→ TASK BRIEF
Omit all pictures. Copy the rest of the material exactly.

→ DATA

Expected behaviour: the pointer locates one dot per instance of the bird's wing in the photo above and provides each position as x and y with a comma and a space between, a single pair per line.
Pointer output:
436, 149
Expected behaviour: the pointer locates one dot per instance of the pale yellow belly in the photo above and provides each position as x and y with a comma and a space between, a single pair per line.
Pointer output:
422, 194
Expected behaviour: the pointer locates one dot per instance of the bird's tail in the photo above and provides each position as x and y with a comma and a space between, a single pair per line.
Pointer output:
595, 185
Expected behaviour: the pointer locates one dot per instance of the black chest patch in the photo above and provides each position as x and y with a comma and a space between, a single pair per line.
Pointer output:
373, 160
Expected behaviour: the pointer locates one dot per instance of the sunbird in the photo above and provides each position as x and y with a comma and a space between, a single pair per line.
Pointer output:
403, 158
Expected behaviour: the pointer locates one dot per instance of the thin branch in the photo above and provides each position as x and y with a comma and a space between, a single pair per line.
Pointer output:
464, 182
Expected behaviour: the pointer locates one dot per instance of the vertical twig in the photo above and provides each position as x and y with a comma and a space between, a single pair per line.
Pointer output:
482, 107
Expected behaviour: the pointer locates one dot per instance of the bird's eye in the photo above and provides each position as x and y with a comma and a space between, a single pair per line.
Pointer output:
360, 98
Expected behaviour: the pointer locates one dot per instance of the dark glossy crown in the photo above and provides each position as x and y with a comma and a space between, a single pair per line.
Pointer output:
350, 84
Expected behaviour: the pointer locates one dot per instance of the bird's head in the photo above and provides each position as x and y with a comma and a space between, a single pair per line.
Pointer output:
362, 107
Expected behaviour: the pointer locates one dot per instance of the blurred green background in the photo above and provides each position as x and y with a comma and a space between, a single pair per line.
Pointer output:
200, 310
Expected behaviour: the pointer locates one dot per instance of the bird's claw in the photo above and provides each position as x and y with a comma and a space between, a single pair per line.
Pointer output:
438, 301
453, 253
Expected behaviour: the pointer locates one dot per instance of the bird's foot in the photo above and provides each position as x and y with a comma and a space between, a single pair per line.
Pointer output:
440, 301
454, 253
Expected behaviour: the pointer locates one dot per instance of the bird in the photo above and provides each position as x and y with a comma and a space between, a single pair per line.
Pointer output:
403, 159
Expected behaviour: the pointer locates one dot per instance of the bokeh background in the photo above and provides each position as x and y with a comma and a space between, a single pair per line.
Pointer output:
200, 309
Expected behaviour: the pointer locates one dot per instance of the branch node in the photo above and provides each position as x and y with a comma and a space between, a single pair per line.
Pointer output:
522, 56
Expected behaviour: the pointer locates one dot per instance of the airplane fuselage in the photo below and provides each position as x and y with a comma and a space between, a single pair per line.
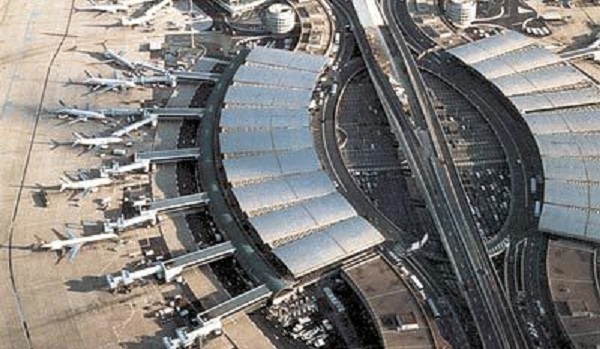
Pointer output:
86, 184
79, 113
61, 244
105, 8
112, 83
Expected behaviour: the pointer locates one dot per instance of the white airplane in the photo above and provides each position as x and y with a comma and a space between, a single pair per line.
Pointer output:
109, 8
86, 184
94, 142
147, 17
118, 58
71, 242
100, 84
78, 114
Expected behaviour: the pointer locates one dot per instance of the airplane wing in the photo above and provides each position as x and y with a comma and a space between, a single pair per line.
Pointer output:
71, 235
105, 89
86, 192
73, 251
76, 120
59, 235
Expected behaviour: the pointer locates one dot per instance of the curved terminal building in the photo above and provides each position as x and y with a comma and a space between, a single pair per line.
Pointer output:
297, 218
561, 107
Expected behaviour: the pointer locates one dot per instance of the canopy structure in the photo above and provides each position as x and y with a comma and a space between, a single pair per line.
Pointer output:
274, 171
561, 106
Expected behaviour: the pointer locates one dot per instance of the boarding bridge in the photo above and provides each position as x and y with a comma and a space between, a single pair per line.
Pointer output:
210, 320
151, 119
195, 76
149, 215
118, 170
171, 155
169, 270
179, 202
193, 113
122, 224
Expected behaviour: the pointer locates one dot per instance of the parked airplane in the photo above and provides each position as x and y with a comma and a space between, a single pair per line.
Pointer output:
78, 114
100, 84
70, 242
86, 184
118, 58
147, 17
92, 142
109, 8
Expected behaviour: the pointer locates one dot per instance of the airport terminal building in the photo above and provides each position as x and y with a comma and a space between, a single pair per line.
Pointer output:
296, 216
561, 107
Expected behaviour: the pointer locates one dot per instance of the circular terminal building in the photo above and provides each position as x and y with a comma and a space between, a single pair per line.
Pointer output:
280, 18
560, 105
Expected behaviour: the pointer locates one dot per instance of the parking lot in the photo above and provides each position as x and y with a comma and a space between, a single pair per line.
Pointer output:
478, 156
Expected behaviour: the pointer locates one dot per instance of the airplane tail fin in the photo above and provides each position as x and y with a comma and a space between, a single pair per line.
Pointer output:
55, 144
77, 138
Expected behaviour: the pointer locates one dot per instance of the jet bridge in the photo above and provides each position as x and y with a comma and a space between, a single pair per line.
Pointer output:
179, 202
169, 270
193, 113
196, 76
210, 320
171, 155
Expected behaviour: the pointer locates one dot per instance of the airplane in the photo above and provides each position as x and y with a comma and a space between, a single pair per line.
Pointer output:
71, 242
147, 17
94, 142
100, 84
86, 184
78, 114
118, 58
109, 8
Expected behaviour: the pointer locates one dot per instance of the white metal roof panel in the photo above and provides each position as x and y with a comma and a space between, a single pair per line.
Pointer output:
594, 191
563, 220
283, 191
516, 61
309, 253
557, 99
242, 94
565, 168
288, 59
555, 77
302, 217
252, 168
328, 246
257, 121
565, 193
490, 47
557, 144
262, 75
586, 120
593, 170
593, 226
265, 141
355, 235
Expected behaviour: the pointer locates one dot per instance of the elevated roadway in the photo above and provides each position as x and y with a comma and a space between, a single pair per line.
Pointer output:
496, 323
171, 155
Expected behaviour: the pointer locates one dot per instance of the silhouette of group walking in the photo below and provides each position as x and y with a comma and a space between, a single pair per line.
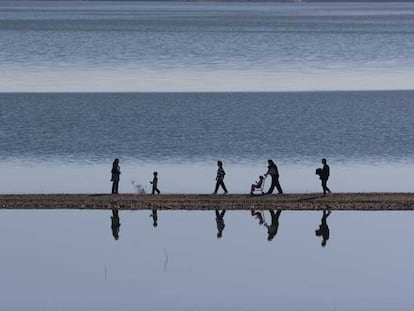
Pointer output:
272, 170
272, 228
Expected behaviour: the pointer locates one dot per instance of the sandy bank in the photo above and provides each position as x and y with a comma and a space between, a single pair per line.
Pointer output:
339, 201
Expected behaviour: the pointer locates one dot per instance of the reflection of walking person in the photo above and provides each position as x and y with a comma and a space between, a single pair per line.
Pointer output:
324, 176
323, 228
154, 183
272, 229
273, 171
220, 178
154, 216
115, 172
220, 223
115, 224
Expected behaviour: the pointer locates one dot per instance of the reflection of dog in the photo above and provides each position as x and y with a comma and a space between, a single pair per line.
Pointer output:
318, 172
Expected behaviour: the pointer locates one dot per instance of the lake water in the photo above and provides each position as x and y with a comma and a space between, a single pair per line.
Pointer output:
69, 260
173, 87
163, 46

→ THE RESPONSE
Expected behaviour: the pointer locates one dot per instance of the bird's wing in the photo above and provides each position as x and y with a comma and a space between, a single pair per line.
Pointer output:
436, 149
Expected behaviour: the pointer locates one dot per instance of the pale yellow belly in the photo above and provides each position as x and y with a comma and a space between, a single pair per line.
Pointer output:
422, 194
Expected behaviour: the pointer locates one dot per instance of the bird's tail in the photo above and provides each position as x and y with a comma and a space between, a single pair per line.
Pointer output:
595, 185
Expected behaviour: the pointer locates one dot per instance of the black chest patch in the photo above and provides each position as x and y with a comma and a space between, a single pair per line.
Pointer output:
373, 160
Expected behaviour: the pointer locates one dot per instance of the sunbird in the photo above and provides each position as x and y with a comma and a space between, a single pair per line.
Pointer output:
403, 158
Expected behaviour: the pointer locates one dot per instance of the thin branch in the photo above and provides each position as x and y with a comma and a space between, a single pair per line.
Pointer output:
464, 182
Expected behaviour: the pointer locates one dot per instance of the vertical twig in the photo above and provides each position as x and y with a comma and a space between, a single pair per line.
Pointer output:
482, 107
Expected behaviour: the pointer locates one dot per instance of the bird's eye in the photo above and provides each position as x and y with a comma and a space between, a single pair per line.
Pointer output:
360, 98
Expected behaviour: the pointer locates one dot per instance of the dark glossy crown in the photo above and provides each position as x and y with a comma and a space between, a single pair per line.
Pointer output:
350, 84
Expected behaviour: the pointer locates one dot per instance of the bird's head in the photo above and provides each position as x and y with a comma and a space between, a single pair per line.
Pointer output:
362, 107
Expected behaviour: the pointer locates one dot per instance of the blurred green background in the photo above and provides each position as x and y with a comma and a space between, a single pair per line.
Pointer output:
200, 310
Expected behaviour: the pointer locates one dot per instance of the bird's claw in the photo above and provides each position as x and y with a comma and a space between, a single pair per line.
Pointer output:
438, 301
453, 253
Expected behaviour: the pointer locates one dot per instance of the bird's foot in the photo above and provides each position as x and y with a comma and a space between, a single pair per line.
Pointer output:
440, 301
454, 253
Expected behaviour: the pointer locates one dot per instance of the bird in the photo above and provides each position as x and y with a comma and a space between, a single pair per line.
Pointer output:
403, 159
Expected behaviour: the pointer locates one dot per instance of the bokeh background in the photo above and provides each position as x and y with a comma and a space between, a single pair per line.
Pointer output:
200, 309
Expected behaviour: the pointer locates one dot per instance of the branch node in the photo above and provides each position as x and y with a comma and a space between, a single pair per line.
Pointer output:
522, 56
Expected behaviour: the pointer locates one dot per instance of the airplane fuselage in the photo below and provides each position as x and y with a comma and a space between, a single pair per line.
Pointer output:
86, 184
79, 113
61, 244
105, 8
112, 83
Expected behaviour: the pointer locates one dot per instance of the white airplane in the photo above and provides each position as x and y with a comma and a space between, a single pair per line.
Pointer output:
109, 8
86, 184
94, 142
147, 17
118, 58
71, 242
100, 84
78, 114
Expected behaviour: the pointer locates one dot per instance of the airplane wing in the photo above and provides each position as x and y with a comma and a space between, a single pair per line.
Pointer output:
71, 235
105, 89
86, 192
73, 251
76, 120
59, 235
Expected behaviour: the pointer locates one dot per instance of the curved terminal building in the photo above and provides each position as x and y with a comma and a space between, a single pair per line.
Pointer output:
297, 218
561, 107
Expected behaviour: the pointer locates one dot per instance of the canopy structure in the photo above and provides each position as x and y with a comma and a space between, a single pair per line.
Pointer output:
274, 171
561, 106
Expected behaviour: the pointer locates one dot per instance of the boarding bridge in the photo above and provides each position as x and y with a comma and a space between, a single pair per line.
Pointer output:
210, 320
151, 119
195, 76
149, 215
118, 170
171, 155
169, 270
179, 202
193, 113
122, 224
Expected behaviour: the pointer locates one dot per instance of the parked airplane in the photo above and provides each position as x and y with a comma and a space between, a single pair per line.
Pointer output:
78, 114
100, 84
70, 242
86, 184
118, 58
147, 17
92, 142
109, 8
Expected behaviour: the pointer locates one dot per instance of the airport terminal building in the photo above and provides each position as x and y with a comma and a space between, a single pair per line.
Pointer output:
296, 216
561, 107
Expected behaviour: the pointer locates one dot per instance of the circular terminal building in the photo above and provides each position as x and y with a comma and a space between, a single pair per line.
Pointer output:
280, 18
560, 105
Expected behaviour: the pointer locates one dot per instance of the parking lot in the photo above and provides each position as x and y with a comma and a space between, a single pair per line.
Pointer output:
478, 156
Expected behaviour: the pointer locates one dot per instance of the airplane tail fin in the photo above and provides each position as x and y with a comma and a space between, a single pair per line.
Pointer output:
55, 144
77, 138
Expected behaviour: the pointer locates one dot per instance of the jet bridge in the photo above and provides each position as x and y with a comma and a space between, a single pair per line.
Pointer output:
179, 202
169, 270
193, 113
196, 76
210, 320
171, 155
Expected behaviour: the pointer locates one dot per instance of the airplane in the photo above and provides each position as x and y with a comma and a space between, a single pair per line.
Pointer output:
71, 242
147, 17
94, 142
100, 84
86, 184
78, 114
118, 58
109, 8
Expected behaviour: the pointer locates one dot per instance of the white metal roof panel in the photo above and provides each position as x and y with a comma and a space between, a single pair per line.
Pointer output:
594, 191
563, 220
283, 191
516, 61
309, 253
557, 99
242, 94
565, 168
288, 59
555, 77
302, 217
252, 168
328, 246
257, 121
565, 193
490, 47
557, 144
262, 75
586, 120
593, 170
593, 226
265, 141
355, 235
Expected behaviour: the pointer locates one dot per instance of the elevated roadway in the photo above and provides each position as x and y with a comma and a space between, a single pair per line.
Pointer output:
496, 323
171, 155
Expected behaviour: the pointer locates one dot per instance of the silhouette of group walking in the photo below and provides each position as x and y with a comma and a space between, a single pair per line.
Pointer output:
272, 170
272, 228
Expected behaviour: the pointer locates one dot per instance of the sandy bank in the photo above and provides each position as x and y with a comma and a space between, a single pair per line.
Pointer output:
339, 201
Expected behaviour: the pointer locates one dot per instance of the reflection of walking person in the photo above and provides each position as x and y with a comma and a space between, a single pair per line.
Pointer output:
324, 176
323, 228
154, 183
272, 229
273, 171
220, 178
154, 216
115, 172
220, 223
115, 224
Expected behaviour: the pointer locates one dot per instance of the reflection of dog in the photo above and provides each position as x and y with a comma and a space between, a single pair per line.
Pointer output:
318, 172
Expected behaviour: the pointer locates one dot per instance of the lake water in the photo above and provides each position as x and y with a comma and a space between, a single pair per line.
Pointer output:
69, 260
173, 87
163, 46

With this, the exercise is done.